*Problem to solve*
Select each line in the records below that contains the word "bridge", and copy those lines.

Location identification items
--

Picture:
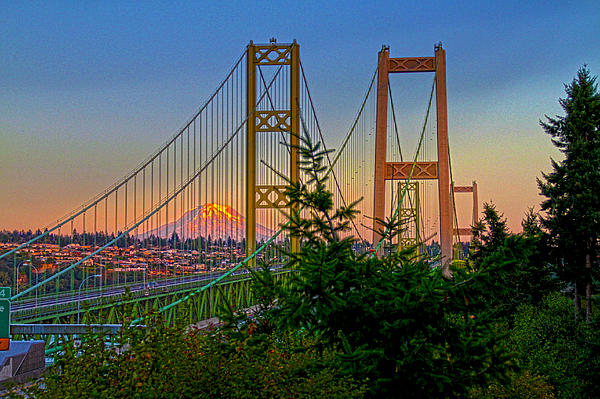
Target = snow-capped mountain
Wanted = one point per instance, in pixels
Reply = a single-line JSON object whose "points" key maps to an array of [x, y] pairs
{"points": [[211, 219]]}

--

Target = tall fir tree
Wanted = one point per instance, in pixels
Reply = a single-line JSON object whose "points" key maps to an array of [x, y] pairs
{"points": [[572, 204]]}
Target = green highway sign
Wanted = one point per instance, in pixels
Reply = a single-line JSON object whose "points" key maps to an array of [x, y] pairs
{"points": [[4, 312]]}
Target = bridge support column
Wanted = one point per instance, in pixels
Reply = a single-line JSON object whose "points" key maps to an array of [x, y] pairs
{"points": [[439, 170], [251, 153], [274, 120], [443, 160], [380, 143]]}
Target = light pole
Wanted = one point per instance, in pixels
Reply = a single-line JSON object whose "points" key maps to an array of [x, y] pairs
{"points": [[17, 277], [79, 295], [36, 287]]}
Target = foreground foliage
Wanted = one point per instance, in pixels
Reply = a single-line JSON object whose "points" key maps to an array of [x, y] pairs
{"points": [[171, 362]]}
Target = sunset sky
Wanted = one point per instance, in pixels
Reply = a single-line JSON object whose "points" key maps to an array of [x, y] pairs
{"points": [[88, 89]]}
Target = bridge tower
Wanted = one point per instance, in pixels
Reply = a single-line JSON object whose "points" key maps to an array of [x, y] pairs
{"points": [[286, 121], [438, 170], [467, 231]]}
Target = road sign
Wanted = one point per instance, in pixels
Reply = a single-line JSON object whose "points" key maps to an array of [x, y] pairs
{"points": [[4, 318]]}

--

*Task answer*
Target = bridge support column
Target = bridge tower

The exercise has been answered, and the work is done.